#### Objective
Pick out each line below that contains the string "flower" and copy those lines.

(Image object location entries)
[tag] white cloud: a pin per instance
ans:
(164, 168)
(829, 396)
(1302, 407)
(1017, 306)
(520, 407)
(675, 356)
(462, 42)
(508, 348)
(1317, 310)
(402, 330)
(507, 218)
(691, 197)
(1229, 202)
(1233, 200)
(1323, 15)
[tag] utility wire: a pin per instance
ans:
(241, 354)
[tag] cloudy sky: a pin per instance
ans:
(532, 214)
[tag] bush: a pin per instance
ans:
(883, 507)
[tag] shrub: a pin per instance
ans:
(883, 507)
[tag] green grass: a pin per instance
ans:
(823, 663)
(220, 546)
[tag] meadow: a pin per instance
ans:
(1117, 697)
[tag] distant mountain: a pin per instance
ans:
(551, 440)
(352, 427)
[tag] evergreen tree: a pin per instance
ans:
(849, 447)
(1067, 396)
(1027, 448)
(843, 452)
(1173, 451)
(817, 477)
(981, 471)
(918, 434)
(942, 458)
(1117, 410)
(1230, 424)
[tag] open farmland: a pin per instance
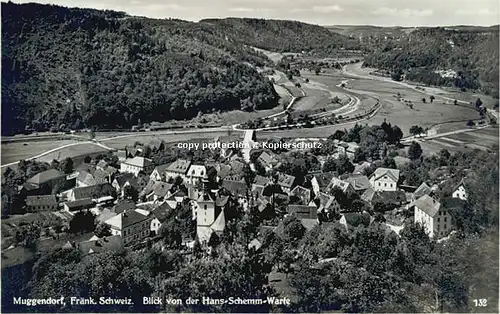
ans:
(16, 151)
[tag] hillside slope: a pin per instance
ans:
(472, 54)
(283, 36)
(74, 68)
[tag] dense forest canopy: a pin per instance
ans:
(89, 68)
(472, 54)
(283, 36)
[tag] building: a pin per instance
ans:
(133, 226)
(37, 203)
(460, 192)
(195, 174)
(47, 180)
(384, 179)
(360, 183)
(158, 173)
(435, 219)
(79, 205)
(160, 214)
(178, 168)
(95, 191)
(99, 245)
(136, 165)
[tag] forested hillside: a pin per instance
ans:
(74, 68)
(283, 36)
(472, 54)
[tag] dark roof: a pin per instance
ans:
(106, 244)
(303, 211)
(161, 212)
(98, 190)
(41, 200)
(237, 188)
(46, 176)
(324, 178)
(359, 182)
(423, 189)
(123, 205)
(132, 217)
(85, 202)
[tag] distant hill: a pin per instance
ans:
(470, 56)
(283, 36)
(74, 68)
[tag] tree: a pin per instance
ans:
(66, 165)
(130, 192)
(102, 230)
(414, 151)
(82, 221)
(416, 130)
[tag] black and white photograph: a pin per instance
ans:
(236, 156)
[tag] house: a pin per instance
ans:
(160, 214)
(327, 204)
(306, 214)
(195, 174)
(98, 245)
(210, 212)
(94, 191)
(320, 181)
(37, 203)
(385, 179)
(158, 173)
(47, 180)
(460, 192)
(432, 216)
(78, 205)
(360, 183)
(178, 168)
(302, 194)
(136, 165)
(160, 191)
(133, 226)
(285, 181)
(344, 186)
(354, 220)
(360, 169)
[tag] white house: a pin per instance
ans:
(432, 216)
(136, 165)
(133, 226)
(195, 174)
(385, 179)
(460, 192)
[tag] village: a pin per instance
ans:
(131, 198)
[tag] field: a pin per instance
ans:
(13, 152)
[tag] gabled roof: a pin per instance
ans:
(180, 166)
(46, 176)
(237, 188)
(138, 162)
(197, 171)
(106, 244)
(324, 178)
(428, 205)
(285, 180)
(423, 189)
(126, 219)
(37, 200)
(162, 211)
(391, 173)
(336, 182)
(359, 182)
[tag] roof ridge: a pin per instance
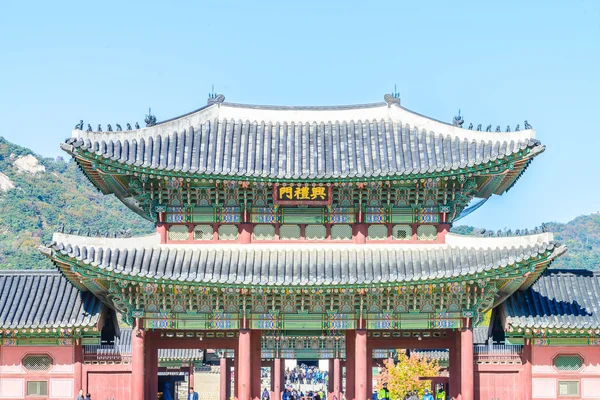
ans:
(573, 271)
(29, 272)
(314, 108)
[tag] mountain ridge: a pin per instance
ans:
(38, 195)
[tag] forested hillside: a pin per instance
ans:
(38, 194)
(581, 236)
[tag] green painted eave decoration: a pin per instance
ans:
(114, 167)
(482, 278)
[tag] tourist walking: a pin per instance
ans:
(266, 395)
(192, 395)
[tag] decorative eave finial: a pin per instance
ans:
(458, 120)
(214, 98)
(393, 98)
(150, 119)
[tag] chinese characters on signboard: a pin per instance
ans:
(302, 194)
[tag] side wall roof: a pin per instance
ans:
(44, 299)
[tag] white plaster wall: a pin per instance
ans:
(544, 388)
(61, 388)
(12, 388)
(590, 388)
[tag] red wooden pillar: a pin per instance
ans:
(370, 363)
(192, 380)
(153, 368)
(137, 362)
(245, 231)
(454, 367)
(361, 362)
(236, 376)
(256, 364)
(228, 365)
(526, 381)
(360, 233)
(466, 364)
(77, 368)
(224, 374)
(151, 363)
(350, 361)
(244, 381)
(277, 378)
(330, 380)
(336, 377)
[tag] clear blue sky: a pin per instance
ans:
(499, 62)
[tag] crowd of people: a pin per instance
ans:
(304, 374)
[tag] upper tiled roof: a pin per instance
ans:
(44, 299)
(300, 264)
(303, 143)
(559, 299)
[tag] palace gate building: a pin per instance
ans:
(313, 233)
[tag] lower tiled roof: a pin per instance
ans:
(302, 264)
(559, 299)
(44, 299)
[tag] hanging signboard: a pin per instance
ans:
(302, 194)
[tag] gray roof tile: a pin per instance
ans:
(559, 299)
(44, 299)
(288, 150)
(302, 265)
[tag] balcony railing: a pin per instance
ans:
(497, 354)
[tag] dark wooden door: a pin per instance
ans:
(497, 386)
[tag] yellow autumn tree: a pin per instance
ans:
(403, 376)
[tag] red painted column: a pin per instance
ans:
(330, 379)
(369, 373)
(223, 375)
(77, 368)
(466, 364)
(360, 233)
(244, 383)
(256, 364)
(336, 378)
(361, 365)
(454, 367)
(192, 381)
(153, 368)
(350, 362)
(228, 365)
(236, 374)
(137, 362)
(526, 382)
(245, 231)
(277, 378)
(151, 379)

---

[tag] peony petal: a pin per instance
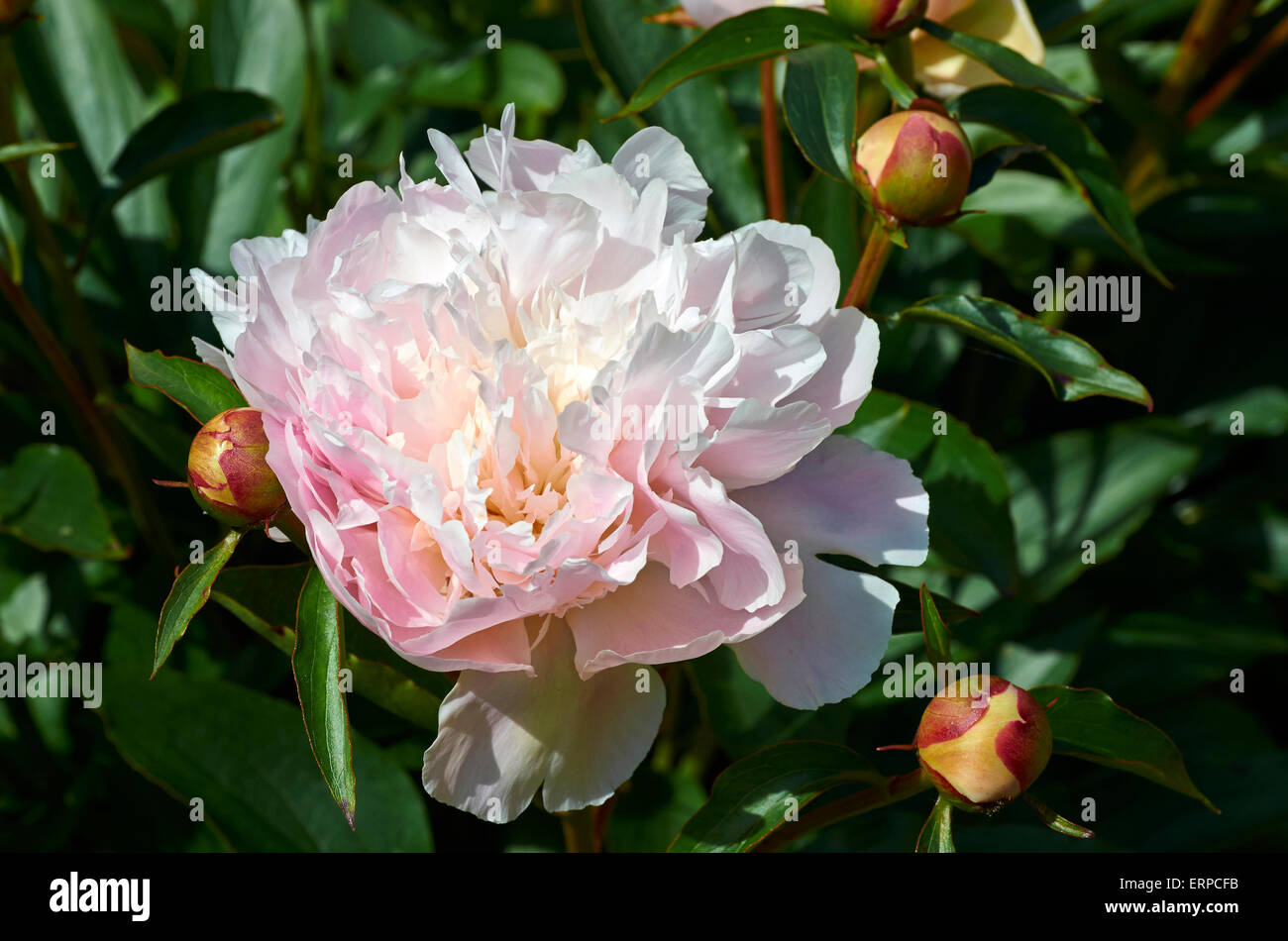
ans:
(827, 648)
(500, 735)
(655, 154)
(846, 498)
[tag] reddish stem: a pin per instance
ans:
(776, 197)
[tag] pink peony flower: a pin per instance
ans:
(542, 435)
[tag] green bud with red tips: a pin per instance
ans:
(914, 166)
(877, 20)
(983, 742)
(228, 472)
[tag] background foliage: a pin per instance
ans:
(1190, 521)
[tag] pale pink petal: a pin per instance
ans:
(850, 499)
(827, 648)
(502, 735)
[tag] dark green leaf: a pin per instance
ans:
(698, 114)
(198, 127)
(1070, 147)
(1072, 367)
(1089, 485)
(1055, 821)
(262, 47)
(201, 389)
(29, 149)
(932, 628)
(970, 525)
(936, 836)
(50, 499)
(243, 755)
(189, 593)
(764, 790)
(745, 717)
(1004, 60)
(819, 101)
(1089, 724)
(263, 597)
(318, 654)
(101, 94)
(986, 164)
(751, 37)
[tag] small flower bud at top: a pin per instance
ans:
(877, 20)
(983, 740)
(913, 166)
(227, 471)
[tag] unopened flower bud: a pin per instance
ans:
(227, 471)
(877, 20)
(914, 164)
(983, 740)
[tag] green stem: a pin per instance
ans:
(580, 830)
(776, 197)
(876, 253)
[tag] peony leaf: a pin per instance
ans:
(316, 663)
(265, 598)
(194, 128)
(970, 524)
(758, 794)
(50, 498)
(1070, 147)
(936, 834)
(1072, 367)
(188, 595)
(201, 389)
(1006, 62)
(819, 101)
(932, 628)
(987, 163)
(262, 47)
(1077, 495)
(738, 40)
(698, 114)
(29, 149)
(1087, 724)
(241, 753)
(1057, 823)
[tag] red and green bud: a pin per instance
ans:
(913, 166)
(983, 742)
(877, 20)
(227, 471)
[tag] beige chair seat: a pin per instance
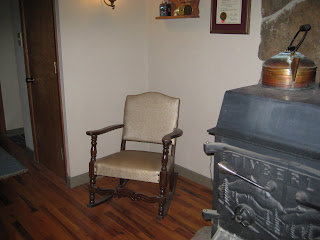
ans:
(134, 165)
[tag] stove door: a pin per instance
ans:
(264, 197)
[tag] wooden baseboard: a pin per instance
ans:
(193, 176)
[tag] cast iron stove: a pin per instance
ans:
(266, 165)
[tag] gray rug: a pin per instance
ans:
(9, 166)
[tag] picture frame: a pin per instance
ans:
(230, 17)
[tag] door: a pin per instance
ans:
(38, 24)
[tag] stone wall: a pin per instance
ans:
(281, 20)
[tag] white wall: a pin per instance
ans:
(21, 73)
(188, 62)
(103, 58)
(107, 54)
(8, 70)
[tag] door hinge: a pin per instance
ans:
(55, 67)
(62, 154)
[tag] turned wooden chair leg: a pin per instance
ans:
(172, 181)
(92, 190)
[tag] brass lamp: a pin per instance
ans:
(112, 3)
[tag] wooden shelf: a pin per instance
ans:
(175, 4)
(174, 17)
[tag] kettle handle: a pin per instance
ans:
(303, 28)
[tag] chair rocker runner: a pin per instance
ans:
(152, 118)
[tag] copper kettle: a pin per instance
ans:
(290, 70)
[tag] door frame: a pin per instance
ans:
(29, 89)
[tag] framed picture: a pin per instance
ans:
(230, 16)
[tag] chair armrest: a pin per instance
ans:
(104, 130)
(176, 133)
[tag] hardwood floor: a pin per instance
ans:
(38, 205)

...

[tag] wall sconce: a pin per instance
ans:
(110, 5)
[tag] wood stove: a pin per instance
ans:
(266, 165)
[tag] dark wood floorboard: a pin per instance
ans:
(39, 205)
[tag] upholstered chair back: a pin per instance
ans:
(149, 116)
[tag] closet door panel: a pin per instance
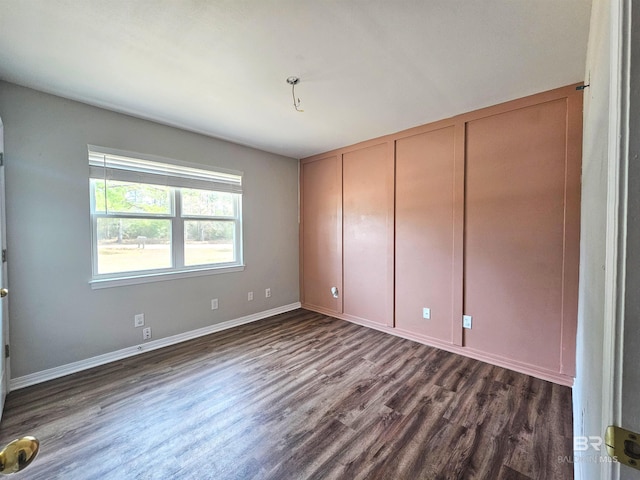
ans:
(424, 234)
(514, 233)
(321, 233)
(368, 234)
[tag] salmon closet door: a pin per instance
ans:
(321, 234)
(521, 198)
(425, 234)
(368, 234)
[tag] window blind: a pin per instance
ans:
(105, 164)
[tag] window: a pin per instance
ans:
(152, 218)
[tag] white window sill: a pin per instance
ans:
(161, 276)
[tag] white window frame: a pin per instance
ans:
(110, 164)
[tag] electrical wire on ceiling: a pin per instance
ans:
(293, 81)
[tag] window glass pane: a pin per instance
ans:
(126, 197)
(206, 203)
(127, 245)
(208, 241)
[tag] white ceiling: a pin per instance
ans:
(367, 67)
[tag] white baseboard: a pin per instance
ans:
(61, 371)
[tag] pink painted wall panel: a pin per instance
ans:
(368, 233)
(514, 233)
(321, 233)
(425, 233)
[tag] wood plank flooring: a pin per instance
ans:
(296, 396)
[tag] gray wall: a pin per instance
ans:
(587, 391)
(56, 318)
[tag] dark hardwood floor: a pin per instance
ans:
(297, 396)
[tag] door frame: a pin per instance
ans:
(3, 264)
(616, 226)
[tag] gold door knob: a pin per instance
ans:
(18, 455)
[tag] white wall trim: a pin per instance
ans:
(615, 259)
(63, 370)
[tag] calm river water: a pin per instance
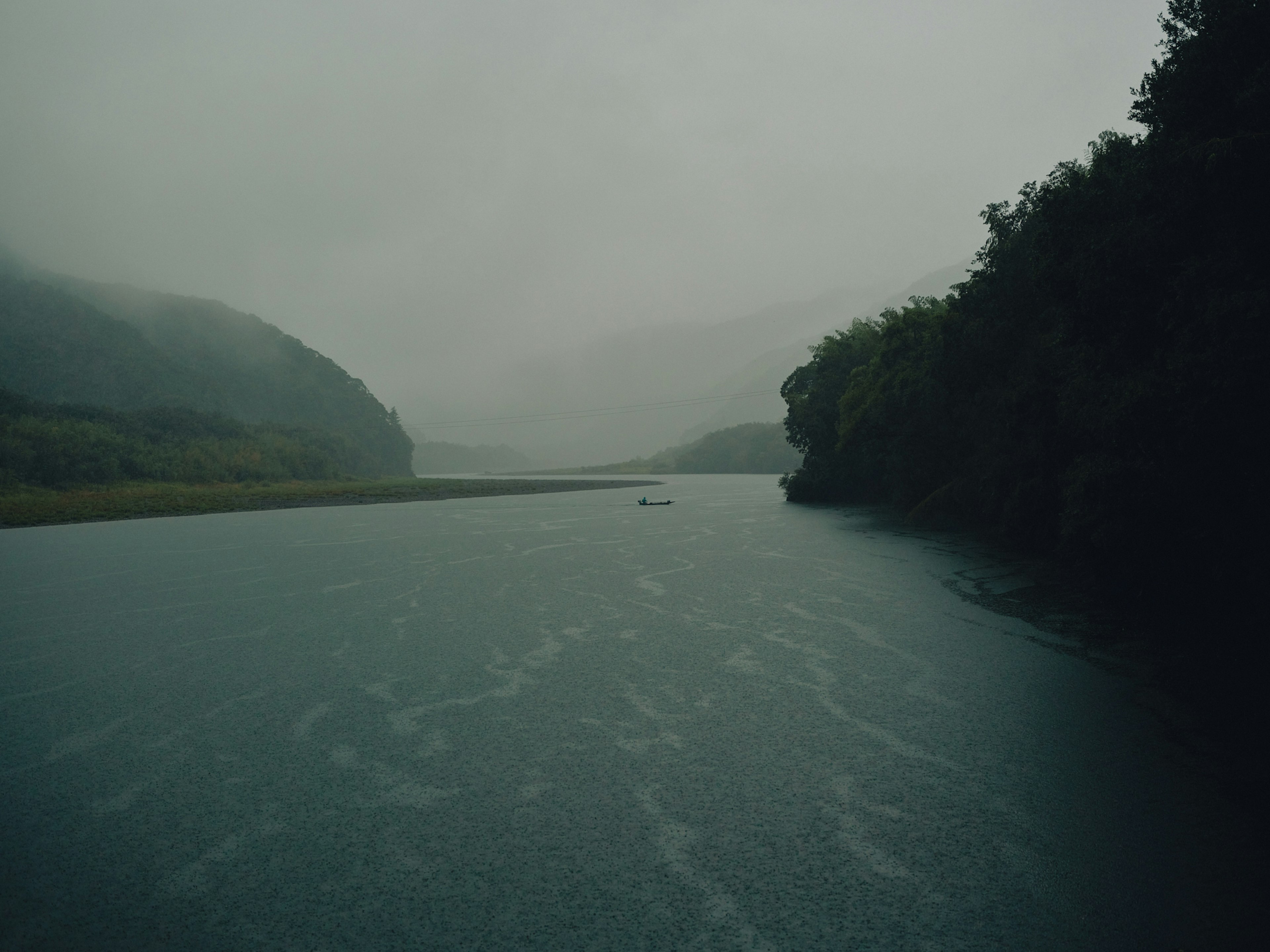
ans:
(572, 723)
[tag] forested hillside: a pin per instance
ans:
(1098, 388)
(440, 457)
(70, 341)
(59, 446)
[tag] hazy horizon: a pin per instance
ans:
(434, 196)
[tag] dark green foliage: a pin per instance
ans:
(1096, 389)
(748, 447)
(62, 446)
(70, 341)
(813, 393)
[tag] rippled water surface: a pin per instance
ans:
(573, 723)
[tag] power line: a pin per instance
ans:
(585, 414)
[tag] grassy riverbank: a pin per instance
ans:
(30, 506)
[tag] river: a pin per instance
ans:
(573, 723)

#### Response for this exercise
[tag] pink peony flower: a pin per instance
[tag] small flower bud at top: a pin per instance
[tag] unopened flower bud: a pin per instance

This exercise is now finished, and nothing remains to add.